**The data**
# # # # # # #
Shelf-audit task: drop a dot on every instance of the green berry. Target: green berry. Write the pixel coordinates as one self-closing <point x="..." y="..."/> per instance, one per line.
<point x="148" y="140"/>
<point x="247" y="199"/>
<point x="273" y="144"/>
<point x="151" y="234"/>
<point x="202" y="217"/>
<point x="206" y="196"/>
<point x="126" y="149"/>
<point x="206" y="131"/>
# # # # # # #
**Description of the task**
Repeat each of the items above verbatim, preserving every line as it appears.

**Reply to the exercise**
Shelf-audit task: drop a dot on every instance of the green berry. Target: green berry. Write the pixel coordinates as one self-closing <point x="..." y="..."/> per instance, one per line.
<point x="148" y="140"/>
<point x="247" y="199"/>
<point x="273" y="144"/>
<point x="151" y="234"/>
<point x="202" y="217"/>
<point x="206" y="196"/>
<point x="126" y="149"/>
<point x="206" y="131"/>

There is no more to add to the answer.